_SET PROBLEM_:
According to the forum post about non-blocking Node.js code, which module does the learning script use to query the URLs?

Node.js: non-blocking code - node.js

I'm just starting off with Node.js and struggling with some of the finer points of non-blocking (asynchronous?) code. I know there are lots of questions about blocking vs non-blocking code already, but after reading through some of them, I still couldn't sort out this issue.
As a learning exercise, I made a simple script that loads URLs from a file, queries them using the request module, and notifies me if a URL is the New York Times homepage.
Here is a MWE:
// CSV Parse test
'use strict';
var request = require('request');
var fs = require('fs');
var parse = require('csv-parse');
var text = fs.readFileSync('input.txt','utf8');
var r_isnyt = /New York Times/;
var data = [];
parse(text, {skip_empty_lines: true}, function(err, data){
for (var r = 0; r < data.length; r++) {
console.log ('Logging from within parse function:');
console.log ('URL: '+data[r][0]+'\n');
var url = data[r][0];
request(url, function(error, response, body) {
console.log ('Logging from within request function:');
console.log('Loading URL: '+url+'\n');
if (!error && response.statusCode == 200) {
if (r_isnyt.exec(body)){
console.log('This is the NYT site! ');
}
console.log ('');
}
});
}
});
And here is my input.txt:
http://www.nytimes.com/
www.google.com
From what I understood of non-blocking code, this program's flow would be:
parse(text, {skip_empty_lines: true}, function(err, data){ loads the data and returns the lines of the input file in a 2D array, which is complete and available right after that line.
For Loop iterates through it, loading URLs with the line request(url, function(error, response, body) {, which is non-blocking (right?), so the For loop continues without waiting for the previous URL to finish loading.
As a result, you could have multiple URLs being loaded at once, and the console.log calls within request will print in the order the responses are received, not the order of the input file.

_DATASET EXTRACT_:
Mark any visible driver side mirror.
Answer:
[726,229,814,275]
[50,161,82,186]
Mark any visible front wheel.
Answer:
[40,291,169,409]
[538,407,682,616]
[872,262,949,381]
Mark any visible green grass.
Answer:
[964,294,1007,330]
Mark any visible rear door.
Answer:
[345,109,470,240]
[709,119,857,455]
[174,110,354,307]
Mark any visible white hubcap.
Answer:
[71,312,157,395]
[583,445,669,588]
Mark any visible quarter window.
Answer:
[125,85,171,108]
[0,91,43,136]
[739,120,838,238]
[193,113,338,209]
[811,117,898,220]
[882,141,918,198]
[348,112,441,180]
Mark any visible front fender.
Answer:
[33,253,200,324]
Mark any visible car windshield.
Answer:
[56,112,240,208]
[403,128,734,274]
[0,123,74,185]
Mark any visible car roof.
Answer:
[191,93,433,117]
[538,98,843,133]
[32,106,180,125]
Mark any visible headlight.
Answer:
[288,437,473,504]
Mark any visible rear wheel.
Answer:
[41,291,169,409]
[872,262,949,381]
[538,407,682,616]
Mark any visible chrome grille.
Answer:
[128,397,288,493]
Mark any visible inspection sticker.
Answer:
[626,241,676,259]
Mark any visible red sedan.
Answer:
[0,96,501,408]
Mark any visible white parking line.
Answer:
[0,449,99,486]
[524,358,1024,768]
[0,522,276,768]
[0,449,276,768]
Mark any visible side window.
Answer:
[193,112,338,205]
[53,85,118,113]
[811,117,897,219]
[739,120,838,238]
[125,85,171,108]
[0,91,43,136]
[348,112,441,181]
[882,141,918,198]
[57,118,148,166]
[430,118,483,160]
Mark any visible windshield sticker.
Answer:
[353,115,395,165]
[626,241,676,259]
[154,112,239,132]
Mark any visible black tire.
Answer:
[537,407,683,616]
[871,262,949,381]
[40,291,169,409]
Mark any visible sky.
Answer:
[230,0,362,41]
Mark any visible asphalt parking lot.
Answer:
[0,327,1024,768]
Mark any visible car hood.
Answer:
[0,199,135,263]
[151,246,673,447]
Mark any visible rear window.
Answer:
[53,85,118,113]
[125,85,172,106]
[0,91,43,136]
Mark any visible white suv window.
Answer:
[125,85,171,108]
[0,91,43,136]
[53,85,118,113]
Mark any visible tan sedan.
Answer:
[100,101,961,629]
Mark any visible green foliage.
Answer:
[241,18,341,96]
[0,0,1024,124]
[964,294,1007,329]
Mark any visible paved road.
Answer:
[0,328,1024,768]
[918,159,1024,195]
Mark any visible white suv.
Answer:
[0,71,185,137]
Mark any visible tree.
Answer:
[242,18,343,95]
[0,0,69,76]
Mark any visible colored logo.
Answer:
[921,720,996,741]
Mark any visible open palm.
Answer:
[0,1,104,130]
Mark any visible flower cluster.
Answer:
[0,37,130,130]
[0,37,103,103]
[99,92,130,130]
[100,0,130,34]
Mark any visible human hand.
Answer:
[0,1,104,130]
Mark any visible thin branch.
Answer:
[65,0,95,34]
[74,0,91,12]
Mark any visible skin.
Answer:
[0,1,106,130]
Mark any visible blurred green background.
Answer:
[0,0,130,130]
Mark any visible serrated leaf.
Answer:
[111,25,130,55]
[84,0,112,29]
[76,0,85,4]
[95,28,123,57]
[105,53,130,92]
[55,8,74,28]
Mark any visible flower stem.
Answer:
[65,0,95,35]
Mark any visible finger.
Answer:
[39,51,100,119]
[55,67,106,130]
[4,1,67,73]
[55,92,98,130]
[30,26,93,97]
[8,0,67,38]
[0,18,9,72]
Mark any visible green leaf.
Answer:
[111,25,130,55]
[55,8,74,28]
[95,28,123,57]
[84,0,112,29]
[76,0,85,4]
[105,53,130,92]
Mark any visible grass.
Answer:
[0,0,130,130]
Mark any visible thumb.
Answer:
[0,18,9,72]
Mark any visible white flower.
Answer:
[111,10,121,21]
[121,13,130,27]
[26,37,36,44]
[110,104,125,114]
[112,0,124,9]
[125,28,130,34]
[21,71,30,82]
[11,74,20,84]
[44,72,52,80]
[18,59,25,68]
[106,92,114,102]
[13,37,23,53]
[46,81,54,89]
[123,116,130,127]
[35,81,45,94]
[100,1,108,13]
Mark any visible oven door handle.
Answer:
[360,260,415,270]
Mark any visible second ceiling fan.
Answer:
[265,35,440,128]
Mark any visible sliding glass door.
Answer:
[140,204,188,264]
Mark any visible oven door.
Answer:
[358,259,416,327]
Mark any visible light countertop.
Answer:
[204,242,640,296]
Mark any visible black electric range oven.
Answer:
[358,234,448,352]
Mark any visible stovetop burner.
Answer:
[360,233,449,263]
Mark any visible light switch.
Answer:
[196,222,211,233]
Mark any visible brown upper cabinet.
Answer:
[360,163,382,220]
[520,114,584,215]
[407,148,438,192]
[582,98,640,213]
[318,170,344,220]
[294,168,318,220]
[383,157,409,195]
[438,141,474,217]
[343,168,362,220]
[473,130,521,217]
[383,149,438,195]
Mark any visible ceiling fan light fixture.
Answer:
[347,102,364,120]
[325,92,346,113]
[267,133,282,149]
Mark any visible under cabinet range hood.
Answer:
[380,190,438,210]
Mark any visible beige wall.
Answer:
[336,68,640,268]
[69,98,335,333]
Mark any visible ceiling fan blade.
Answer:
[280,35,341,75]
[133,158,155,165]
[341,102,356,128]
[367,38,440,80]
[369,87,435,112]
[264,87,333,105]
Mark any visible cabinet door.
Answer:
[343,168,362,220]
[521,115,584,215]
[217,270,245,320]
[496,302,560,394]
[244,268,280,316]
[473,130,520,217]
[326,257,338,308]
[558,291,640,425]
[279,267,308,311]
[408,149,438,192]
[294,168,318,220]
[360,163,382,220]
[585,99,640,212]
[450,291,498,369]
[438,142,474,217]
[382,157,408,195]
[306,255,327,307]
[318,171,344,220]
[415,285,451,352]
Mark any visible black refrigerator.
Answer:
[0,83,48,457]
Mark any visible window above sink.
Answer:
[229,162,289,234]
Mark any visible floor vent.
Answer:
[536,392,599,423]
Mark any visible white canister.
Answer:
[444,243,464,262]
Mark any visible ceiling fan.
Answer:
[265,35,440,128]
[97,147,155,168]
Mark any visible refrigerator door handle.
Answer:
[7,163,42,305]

* * *

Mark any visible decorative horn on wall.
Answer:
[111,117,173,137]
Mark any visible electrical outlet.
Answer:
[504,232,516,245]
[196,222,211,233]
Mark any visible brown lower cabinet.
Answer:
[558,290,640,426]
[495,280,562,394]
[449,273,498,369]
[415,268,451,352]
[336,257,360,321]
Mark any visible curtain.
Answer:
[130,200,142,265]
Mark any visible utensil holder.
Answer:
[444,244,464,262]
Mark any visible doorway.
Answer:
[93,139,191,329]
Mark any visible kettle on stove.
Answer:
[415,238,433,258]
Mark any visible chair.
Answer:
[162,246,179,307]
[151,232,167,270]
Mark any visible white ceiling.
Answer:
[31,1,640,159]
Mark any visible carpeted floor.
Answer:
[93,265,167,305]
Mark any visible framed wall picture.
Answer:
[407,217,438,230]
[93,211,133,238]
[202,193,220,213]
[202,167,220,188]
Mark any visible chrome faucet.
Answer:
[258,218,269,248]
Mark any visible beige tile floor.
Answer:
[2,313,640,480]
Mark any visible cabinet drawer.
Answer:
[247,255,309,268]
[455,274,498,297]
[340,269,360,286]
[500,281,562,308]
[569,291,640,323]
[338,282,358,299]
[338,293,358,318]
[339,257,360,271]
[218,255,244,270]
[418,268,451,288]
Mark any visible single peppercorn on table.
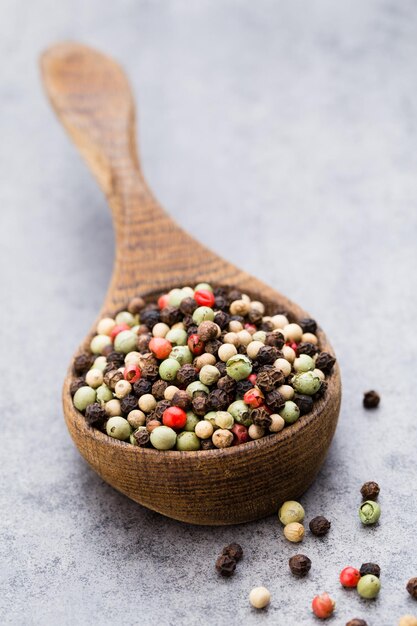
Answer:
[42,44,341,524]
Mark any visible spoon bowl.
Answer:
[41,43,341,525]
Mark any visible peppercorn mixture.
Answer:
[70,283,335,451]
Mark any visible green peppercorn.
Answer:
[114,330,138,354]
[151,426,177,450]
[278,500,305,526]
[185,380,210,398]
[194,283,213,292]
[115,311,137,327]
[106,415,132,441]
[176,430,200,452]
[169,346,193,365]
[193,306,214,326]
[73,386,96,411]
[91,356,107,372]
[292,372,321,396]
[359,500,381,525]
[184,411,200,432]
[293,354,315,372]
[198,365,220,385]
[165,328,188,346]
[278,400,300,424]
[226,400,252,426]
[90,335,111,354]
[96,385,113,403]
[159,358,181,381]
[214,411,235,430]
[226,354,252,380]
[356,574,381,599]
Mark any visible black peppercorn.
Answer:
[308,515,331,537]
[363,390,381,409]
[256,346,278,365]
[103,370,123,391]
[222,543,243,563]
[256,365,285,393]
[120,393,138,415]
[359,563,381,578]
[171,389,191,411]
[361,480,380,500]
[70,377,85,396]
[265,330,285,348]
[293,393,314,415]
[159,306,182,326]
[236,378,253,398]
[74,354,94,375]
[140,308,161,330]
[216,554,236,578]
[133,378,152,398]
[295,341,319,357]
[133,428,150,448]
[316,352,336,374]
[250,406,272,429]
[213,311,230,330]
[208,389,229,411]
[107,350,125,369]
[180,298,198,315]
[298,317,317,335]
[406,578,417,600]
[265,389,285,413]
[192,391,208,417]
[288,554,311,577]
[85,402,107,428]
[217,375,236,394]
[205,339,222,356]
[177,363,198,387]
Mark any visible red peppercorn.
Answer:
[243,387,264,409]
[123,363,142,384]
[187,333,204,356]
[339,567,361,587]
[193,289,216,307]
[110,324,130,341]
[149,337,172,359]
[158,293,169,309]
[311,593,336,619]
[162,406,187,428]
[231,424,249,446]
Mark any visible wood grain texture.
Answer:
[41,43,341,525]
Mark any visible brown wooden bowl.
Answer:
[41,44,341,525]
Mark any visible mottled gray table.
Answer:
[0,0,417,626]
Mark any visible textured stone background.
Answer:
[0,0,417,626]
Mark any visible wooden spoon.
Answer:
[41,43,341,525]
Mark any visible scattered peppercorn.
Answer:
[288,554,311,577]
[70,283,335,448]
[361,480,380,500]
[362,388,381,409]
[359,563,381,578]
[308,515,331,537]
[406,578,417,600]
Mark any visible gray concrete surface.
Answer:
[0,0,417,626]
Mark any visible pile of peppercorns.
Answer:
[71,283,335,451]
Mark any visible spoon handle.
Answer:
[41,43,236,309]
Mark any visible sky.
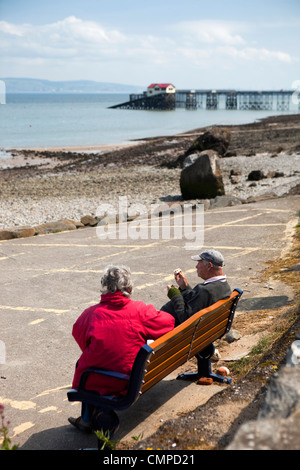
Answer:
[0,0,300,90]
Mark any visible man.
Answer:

_FINISHED ANSWER_:
The request module.